START Article
Daily report for 7 March 2018

1st Part of the 24th Session of the International Seabed Authority

On Wednesday, the Council of the International Seabed Authority (ISA) continued consideration of the draft regulations on the exploitation of deep-seabed minerals in an informal format. Discussions focused on:

  • the payment mechanism, including options for a revenue- or profit-based payment scheme;
  • the role of sponsoring states, the ISA and contractors, including questions of liability; and
  • the role and legal status of standards, recommendations and guidelines.

DRAFT EXPLOITATION REGULATIONS

PAYMENT SCHEME: Council President Myklebust invited delegates to make additional interventions on the payment mechanism, including on three options for a payment system (mass-based, revenue-based, and profit-based) and the potential establishment of a working group. Responding to further questions, Richard Roth, Massachusetts Institute of Technology (MIT), emphasized that, once mining commences, the flow of money in the payment system will depend upon which payment system is selected, noting that profit calculations require specific rules. He indicated that licensing fees could be utilized, subject to rules developed by the ISA, for heritage or recreational sites; and that the models need to be adapted to reflect differences on the cost of minerals other than nodules. He also remarked that additional expertise is needed for valuing the common heritage. On the UK’s question on international accounting standards, Roth noted that: existing practices reflect specific national practices; the ISA would be responsible for selecting preferred models or a combination of rules; and this topic requires further reflection. 

Algeria, for the AFRICAN GROUP, supported by GRULAC, emphasized that the payment mechanism should: be guided by UNCLOS; be fair to both contractors and the ISA; provide means for defining compliance by the contractor; and ensure that rates of payment are in the range of those prevailing in the land-based mining sector. He called for shielding states from the adverse effects of price reductions of minerals caused by activities in the Area, and for funding costs associated with closure and decommissioning.
END Article
**Things to do:**
1. Please quote the ISA daily report word for word, starting with "Daily report for" and going on through "recommendations and guidelines.".
2. Continue the ISA daily report from its final sentence.
The entries that follow are from a separate source.
START Given data
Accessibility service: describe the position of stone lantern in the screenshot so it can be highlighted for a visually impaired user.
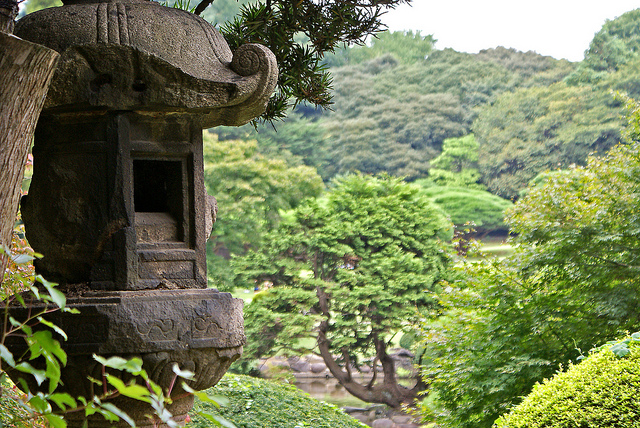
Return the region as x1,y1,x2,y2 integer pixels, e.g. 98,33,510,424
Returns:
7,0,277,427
END Given data
START Given data
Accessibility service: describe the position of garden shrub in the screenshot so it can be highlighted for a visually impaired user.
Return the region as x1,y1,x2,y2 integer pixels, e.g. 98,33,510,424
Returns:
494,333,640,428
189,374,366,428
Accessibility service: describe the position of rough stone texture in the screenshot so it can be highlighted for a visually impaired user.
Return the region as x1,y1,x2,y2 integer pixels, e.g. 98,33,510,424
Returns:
END Given data
**Expected answers:**
1.
Daily report for 7 March 2018

1st Part of the 24th Session of the International Seabed Authority

On Wednesday, the Council of the International Seabed Authority (ISA) continued consideration of the draft regulations on the exploitation of deep-seabed minerals in an informal format. Discussions focused on:

  • the payment mechanism, including options for a revenue- or profit-based payment scheme;
  • the role of sponsoring states, the ISA and contractors, including questions of liability; and
  • the role and legal status of standards, recommendations and guidelines.

2.
TONGA suggested: developing a special section on audit and inspection measures used for the valuation of equipment; providing certainty and predictability in developing a payment mechanism, traditional or other; and striking a balance between environmental protection and economics. Stressing that the payment regime must be clear, transparent, and easy to administer and implement, SINGAPORE called for: addressing polymetallic sulphides and ferromanganese crusts in the development of a financial model; and taking into account the relationship between the type of contractor and costs.

NORWAY called for balancing the needs of common heritage, represented by the Authority, and of contractors. The REPUBLIC OF KOREA considered varying technological requirements for mining different minerals, and requested: ensuring coherence regarding data collection and definitions in the regulations; and considering in the Legal and Technical Commission (LTC) the exploitation code separately from exploration rules.

BELGIUM called for a fair, transparent and balanced payment mechanism, containing incentives for lowering environmental impacts and allowing the development of environmentally friendly technologies. BANGLADESH proposed consideration of: benefit-sharing rules in developing a payment mechanism; non-confidentiality rules; and contractors’ financial competency when considering application processes, as contractors should not be allowed to continue activities until they have fully restored environmental damage.

Noting the existence of externalities in deep-seabed mining, the DSCC queried whether more detailed information on the methodology used will be provided, as well as the terms for servicing capital flows. IUCN questioned when the Authority will address environmental costs, if they are not considered in the current model. Roth noted that: the cost of debt servicing was included in the model, as were costs related to prefeasibility and feasibility studies, inviting views on any potential underestimations; externalities have not been addressed; and running a multitude of scenarios to map out different royalty or profit rates is the way forward.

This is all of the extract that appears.